**How to complete this task:** After locating the line with "Phrase: red high heel shoe" in the entries below, set down exactly that line and each one after it to the end, skipping pictures.

Image point grounding data
^^^^^^^^

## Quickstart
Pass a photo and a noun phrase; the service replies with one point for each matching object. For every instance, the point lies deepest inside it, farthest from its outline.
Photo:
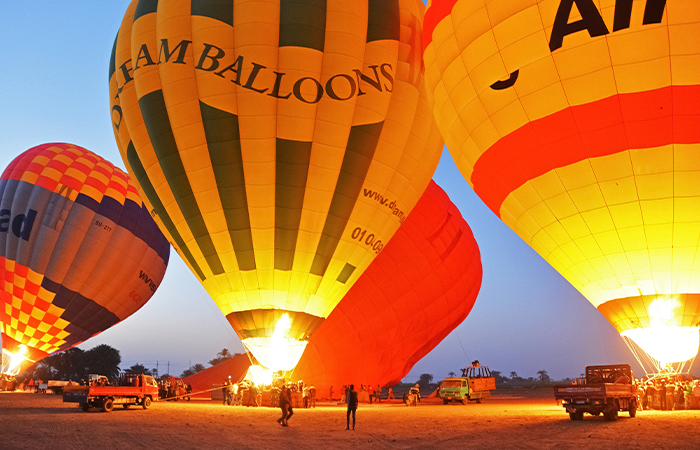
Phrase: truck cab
(475, 384)
(607, 389)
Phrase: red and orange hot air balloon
(280, 145)
(420, 288)
(79, 251)
(576, 121)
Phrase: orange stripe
(438, 10)
(626, 121)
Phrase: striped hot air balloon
(576, 121)
(79, 250)
(409, 299)
(280, 143)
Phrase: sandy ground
(36, 421)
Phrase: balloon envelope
(576, 123)
(281, 144)
(422, 286)
(79, 251)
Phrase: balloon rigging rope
(217, 312)
(460, 344)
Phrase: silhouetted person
(285, 406)
(351, 399)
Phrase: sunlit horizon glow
(15, 360)
(278, 352)
(259, 375)
(663, 341)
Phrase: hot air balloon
(576, 123)
(279, 144)
(79, 251)
(420, 288)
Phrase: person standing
(312, 396)
(662, 395)
(224, 391)
(351, 398)
(285, 406)
(252, 395)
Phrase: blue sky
(54, 88)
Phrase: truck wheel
(611, 416)
(107, 405)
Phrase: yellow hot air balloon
(576, 121)
(280, 143)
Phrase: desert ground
(511, 421)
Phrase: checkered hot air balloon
(79, 251)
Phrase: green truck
(475, 384)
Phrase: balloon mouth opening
(259, 375)
(281, 354)
(12, 362)
(278, 352)
(666, 344)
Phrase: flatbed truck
(606, 390)
(133, 390)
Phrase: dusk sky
(54, 88)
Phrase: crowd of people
(668, 393)
(366, 394)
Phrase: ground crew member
(351, 399)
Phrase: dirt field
(36, 421)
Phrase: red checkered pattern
(51, 165)
(23, 310)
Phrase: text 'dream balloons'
(280, 143)
(79, 250)
(421, 287)
(576, 121)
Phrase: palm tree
(138, 368)
(222, 356)
(192, 370)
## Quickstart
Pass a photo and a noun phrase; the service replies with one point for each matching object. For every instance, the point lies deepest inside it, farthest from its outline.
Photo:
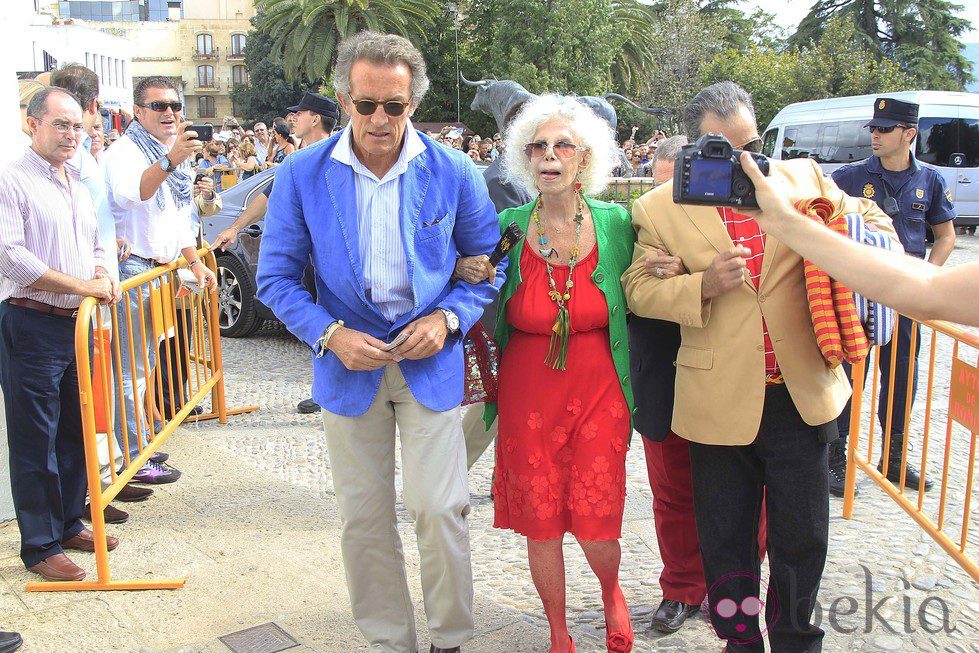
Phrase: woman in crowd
(911, 286)
(248, 162)
(214, 163)
(283, 143)
(564, 400)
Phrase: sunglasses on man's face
(754, 145)
(885, 130)
(562, 149)
(393, 108)
(160, 106)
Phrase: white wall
(110, 56)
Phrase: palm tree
(307, 32)
(634, 21)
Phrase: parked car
(241, 314)
(831, 132)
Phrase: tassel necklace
(557, 353)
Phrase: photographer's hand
(773, 193)
(725, 273)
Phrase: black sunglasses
(160, 106)
(392, 107)
(886, 130)
(754, 145)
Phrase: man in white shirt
(150, 186)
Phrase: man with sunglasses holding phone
(151, 189)
(914, 196)
(384, 210)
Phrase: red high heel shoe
(618, 642)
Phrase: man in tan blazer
(753, 393)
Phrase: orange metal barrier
(950, 401)
(186, 326)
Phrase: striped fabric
(45, 224)
(878, 320)
(744, 231)
(839, 333)
(382, 251)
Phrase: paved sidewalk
(253, 527)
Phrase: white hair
(591, 130)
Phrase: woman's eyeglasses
(392, 108)
(160, 106)
(561, 149)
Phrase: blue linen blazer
(312, 215)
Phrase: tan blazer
(720, 381)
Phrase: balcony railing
(213, 55)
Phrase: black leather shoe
(308, 407)
(837, 469)
(10, 642)
(670, 615)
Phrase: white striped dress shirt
(45, 224)
(382, 251)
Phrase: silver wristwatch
(451, 320)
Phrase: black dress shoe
(670, 615)
(10, 642)
(308, 407)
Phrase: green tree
(585, 47)
(837, 65)
(267, 93)
(307, 32)
(921, 36)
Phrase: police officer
(913, 196)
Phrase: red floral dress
(563, 435)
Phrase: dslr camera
(709, 172)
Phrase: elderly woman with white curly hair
(564, 401)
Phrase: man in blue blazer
(384, 211)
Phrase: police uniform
(913, 198)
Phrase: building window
(239, 75)
(237, 45)
(205, 106)
(204, 44)
(205, 76)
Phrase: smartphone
(397, 342)
(205, 133)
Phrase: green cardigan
(615, 237)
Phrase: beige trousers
(436, 495)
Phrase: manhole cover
(267, 638)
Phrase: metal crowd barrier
(185, 334)
(950, 403)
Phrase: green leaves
(307, 32)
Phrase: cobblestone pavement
(879, 557)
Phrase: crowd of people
(685, 323)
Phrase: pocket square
(435, 221)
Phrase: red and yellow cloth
(835, 320)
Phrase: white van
(831, 132)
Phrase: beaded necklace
(557, 353)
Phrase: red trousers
(668, 466)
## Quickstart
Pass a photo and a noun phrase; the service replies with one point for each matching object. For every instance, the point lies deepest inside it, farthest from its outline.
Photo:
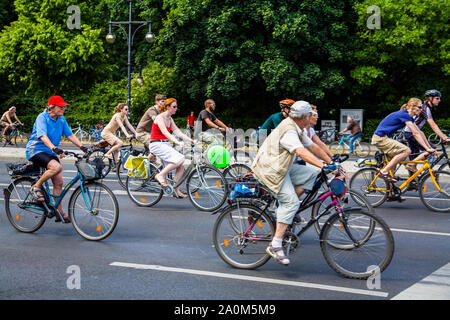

^^^^^^^^

**Exercise output:**
Phrase: red high heel shoe
(618, 642)
Phrase: man in tan blazer
(753, 393)
Phrase: orange metal barrier
(950, 401)
(186, 326)
Phrase: striped fabric
(45, 224)
(878, 320)
(744, 231)
(839, 333)
(382, 251)
Phrase: paved sidewalk
(253, 527)
Phrase: white hair
(591, 130)
Phrase: woman's eyeglasses
(392, 108)
(160, 106)
(561, 149)
Phrase: blue linen blazer
(312, 215)
Phrase: tan blazer
(720, 381)
Phrase: balcony railing
(213, 55)
Phrase: black leather shoe
(308, 407)
(837, 469)
(10, 642)
(670, 615)
Phrase: white striped dress shirt
(45, 224)
(382, 251)
Phrase: silver wristwatch
(451, 320)
Phrase: black dress shoe
(670, 615)
(10, 642)
(308, 407)
Phrase: green tree
(585, 47)
(837, 65)
(267, 93)
(307, 32)
(921, 36)
Phrase: police officer
(913, 196)
Phrase: red floral dress
(563, 435)
Phrase: dslr camera
(709, 172)
Phrase: elderly woman with white curly hair
(564, 401)
Phrase: man in blue blazer
(384, 211)
Phrase: police uniform
(913, 198)
Phrase: building window
(239, 75)
(237, 45)
(205, 106)
(204, 44)
(205, 76)
Phrase: smartphone
(397, 342)
(205, 133)
Phrase: green cardigan
(615, 237)
Phrase: beige trousers
(436, 495)
Phrase: manhole cover
(267, 638)
Phrase: metal crowd barrier
(185, 334)
(950, 403)
Phrase: green leaves
(307, 32)
Phrase: cobblestone pavement
(879, 557)
Phrase: crowd of people
(685, 323)
Phrase: pocket square
(435, 221)
Phrase: red and yellow cloth
(835, 320)
Phrase: white van
(831, 132)
Phrase: beaded necklace
(557, 353)
Phrase: red trousers
(668, 466)
## Quickstart
Pass a photo and a noun phrase; the service replies with one point for each matching object. For every instance, the point lies deepest inside it, farthest from its outline.
Photo:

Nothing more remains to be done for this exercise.